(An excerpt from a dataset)
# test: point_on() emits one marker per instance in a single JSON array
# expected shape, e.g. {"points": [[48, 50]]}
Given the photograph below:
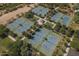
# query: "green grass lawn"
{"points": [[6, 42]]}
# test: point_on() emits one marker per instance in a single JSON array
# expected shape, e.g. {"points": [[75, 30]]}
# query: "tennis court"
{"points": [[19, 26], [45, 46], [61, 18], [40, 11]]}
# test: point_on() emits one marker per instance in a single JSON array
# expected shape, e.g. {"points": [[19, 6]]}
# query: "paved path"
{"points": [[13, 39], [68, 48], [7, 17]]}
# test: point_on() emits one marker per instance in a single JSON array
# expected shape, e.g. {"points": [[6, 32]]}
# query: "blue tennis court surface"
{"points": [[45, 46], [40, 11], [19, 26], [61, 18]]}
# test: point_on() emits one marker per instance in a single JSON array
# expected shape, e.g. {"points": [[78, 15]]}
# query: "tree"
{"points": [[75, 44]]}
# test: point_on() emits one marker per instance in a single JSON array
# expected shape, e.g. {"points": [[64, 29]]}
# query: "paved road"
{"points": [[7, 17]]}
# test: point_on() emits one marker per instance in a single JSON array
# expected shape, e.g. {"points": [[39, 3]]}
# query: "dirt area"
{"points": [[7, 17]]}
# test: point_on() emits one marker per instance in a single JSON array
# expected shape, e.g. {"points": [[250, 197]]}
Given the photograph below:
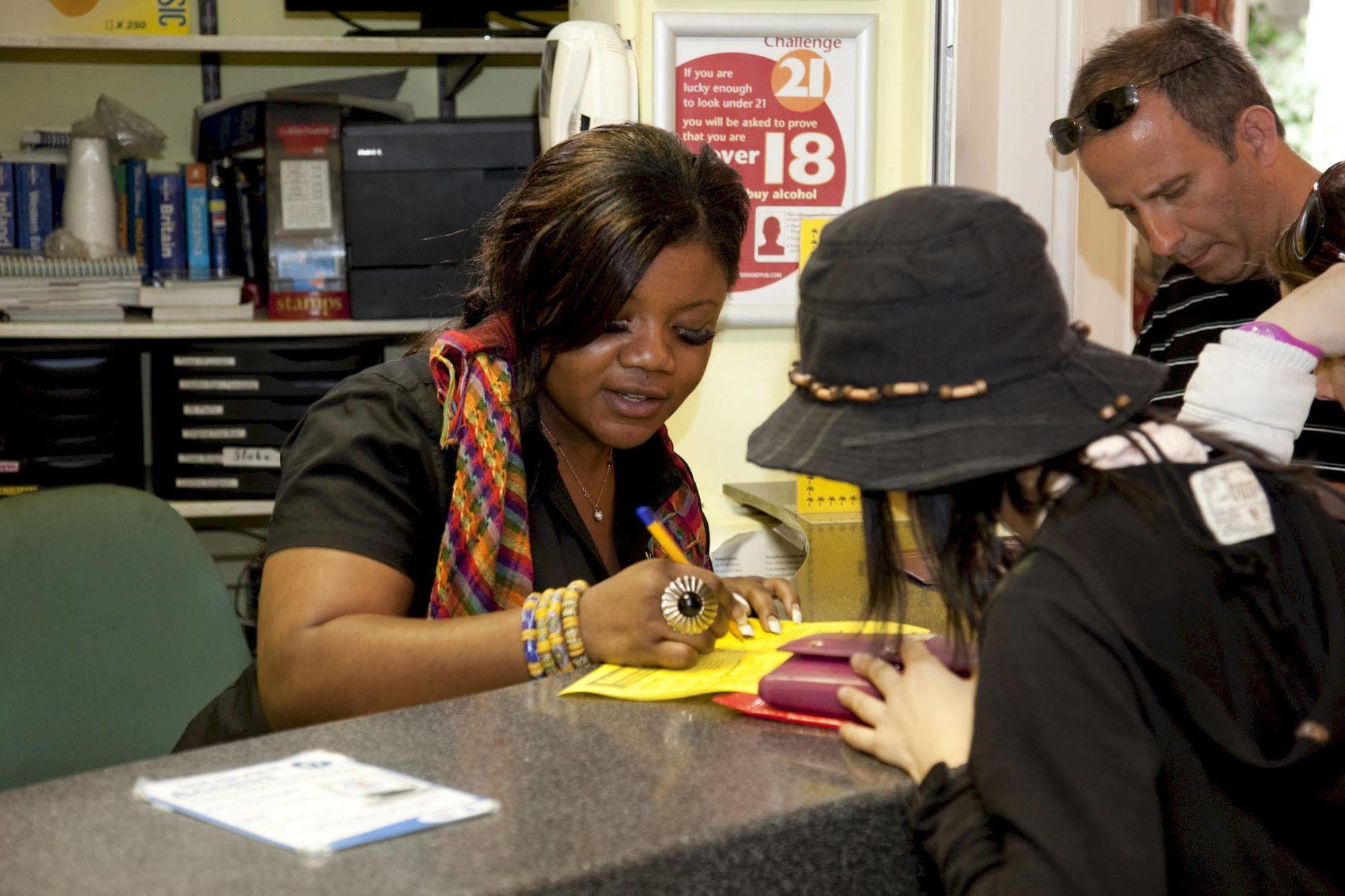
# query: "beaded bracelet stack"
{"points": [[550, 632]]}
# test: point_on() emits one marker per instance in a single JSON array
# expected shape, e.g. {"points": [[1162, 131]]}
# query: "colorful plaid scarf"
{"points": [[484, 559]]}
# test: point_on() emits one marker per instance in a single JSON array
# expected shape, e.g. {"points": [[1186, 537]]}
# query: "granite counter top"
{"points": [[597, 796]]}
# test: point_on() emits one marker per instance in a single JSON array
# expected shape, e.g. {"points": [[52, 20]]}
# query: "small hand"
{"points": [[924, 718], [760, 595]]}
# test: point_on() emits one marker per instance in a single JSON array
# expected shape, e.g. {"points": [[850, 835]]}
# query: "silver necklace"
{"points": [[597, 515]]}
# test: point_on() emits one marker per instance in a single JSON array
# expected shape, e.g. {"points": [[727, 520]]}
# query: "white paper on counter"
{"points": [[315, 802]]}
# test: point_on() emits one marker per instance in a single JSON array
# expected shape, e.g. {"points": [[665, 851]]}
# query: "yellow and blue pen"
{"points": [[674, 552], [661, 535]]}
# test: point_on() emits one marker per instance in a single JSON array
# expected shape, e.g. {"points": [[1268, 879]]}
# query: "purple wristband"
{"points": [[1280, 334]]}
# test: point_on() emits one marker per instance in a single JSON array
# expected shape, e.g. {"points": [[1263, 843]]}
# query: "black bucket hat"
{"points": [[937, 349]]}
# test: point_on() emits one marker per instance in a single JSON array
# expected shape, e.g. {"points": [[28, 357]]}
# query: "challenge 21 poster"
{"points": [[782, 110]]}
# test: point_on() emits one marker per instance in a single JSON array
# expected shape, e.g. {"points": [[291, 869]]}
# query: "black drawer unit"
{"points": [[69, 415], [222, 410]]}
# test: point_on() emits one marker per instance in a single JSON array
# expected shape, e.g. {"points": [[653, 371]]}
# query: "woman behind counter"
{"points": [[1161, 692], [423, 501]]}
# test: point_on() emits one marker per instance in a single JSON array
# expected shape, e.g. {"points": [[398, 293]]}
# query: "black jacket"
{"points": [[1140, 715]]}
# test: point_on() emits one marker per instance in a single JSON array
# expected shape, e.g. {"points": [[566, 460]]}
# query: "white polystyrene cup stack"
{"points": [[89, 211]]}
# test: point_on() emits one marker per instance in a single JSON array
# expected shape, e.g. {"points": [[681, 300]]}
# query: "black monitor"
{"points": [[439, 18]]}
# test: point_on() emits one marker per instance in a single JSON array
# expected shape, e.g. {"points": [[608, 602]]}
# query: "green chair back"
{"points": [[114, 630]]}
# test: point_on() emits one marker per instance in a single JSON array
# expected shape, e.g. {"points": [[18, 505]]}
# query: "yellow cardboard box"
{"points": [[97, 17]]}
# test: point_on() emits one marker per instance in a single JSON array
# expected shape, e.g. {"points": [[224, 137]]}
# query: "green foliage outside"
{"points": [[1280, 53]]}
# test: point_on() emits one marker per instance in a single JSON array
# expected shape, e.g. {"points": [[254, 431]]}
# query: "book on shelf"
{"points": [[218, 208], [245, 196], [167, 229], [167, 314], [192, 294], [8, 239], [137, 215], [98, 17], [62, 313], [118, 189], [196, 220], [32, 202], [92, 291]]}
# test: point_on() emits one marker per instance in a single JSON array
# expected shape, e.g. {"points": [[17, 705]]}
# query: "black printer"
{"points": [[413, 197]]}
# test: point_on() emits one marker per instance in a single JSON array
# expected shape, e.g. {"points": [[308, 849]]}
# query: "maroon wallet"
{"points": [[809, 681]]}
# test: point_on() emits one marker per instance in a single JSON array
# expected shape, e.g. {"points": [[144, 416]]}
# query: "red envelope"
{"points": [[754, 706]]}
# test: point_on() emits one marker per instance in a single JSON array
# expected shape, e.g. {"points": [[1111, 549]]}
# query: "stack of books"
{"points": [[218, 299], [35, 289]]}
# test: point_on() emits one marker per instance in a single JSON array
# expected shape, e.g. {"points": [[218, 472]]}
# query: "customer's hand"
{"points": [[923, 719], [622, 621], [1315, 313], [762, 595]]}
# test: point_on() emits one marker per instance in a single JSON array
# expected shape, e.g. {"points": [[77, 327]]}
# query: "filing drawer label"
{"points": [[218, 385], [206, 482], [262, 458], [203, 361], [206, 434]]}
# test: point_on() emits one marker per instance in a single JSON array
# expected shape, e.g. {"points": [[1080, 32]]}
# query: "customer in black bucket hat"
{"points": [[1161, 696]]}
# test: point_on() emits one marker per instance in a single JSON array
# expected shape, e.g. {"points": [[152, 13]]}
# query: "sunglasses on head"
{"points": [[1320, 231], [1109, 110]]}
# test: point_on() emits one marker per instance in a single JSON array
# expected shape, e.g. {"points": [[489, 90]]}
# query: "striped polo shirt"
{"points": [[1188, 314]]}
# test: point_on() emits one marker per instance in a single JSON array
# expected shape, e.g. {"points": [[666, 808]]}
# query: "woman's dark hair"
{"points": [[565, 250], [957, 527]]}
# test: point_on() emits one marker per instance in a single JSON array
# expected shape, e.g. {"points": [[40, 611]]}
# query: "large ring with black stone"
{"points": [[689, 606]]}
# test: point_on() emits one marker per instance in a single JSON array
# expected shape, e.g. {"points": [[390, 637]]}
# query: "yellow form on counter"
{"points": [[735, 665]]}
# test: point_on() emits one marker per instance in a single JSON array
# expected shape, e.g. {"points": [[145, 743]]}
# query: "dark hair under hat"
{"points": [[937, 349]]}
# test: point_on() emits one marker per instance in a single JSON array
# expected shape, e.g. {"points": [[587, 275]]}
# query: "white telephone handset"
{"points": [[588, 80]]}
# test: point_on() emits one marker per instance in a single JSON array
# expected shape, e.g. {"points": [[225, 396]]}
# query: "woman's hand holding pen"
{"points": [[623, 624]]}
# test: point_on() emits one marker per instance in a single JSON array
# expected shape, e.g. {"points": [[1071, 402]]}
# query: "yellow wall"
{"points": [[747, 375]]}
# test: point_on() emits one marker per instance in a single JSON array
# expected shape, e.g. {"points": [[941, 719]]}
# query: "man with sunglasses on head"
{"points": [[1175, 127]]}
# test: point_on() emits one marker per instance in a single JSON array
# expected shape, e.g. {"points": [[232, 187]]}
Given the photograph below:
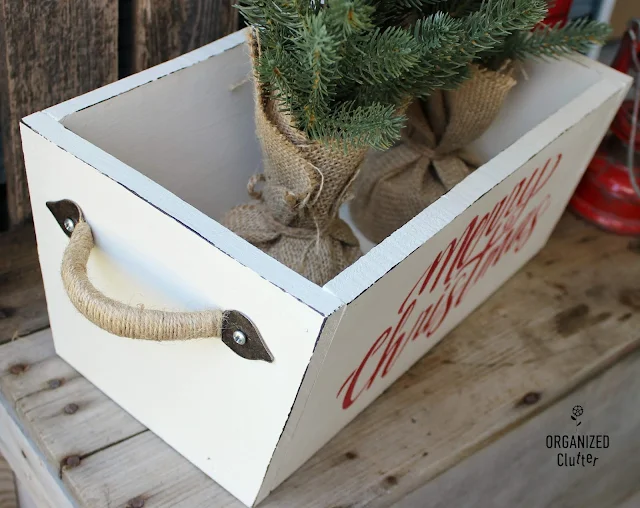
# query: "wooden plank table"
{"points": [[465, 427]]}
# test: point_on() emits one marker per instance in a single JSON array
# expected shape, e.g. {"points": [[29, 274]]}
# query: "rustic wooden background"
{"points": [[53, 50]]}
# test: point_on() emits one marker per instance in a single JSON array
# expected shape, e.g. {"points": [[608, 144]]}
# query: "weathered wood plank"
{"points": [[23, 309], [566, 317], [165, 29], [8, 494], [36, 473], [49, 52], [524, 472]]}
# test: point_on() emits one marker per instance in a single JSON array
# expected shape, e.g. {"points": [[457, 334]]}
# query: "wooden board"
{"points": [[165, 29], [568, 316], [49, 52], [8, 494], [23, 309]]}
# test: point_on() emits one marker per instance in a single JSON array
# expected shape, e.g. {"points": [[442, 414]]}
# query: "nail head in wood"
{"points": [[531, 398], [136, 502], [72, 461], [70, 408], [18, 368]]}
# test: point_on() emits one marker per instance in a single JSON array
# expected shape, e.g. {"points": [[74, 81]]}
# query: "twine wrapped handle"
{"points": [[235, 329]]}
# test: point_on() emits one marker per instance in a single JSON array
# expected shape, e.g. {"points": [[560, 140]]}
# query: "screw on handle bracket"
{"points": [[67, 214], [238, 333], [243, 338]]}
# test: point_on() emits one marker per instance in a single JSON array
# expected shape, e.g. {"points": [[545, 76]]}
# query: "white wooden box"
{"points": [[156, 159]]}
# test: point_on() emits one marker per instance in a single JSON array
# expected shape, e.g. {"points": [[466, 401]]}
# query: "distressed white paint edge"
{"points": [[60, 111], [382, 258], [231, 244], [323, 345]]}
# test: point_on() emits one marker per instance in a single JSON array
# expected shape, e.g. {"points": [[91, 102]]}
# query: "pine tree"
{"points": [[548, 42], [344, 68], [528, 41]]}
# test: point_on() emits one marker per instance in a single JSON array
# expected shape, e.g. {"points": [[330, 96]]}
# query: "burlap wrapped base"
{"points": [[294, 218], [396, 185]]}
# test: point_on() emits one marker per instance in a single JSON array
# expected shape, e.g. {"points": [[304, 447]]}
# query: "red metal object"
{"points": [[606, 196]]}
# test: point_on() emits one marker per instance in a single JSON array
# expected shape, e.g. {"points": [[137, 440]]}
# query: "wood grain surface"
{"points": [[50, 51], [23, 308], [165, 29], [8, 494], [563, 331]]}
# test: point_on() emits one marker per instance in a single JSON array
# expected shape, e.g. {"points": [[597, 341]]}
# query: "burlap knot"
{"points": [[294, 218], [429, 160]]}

■ Instructions for the task: How many lines in the records above contain the word "tennis"? Reply with the number alone.

■ Solution for this problem: 2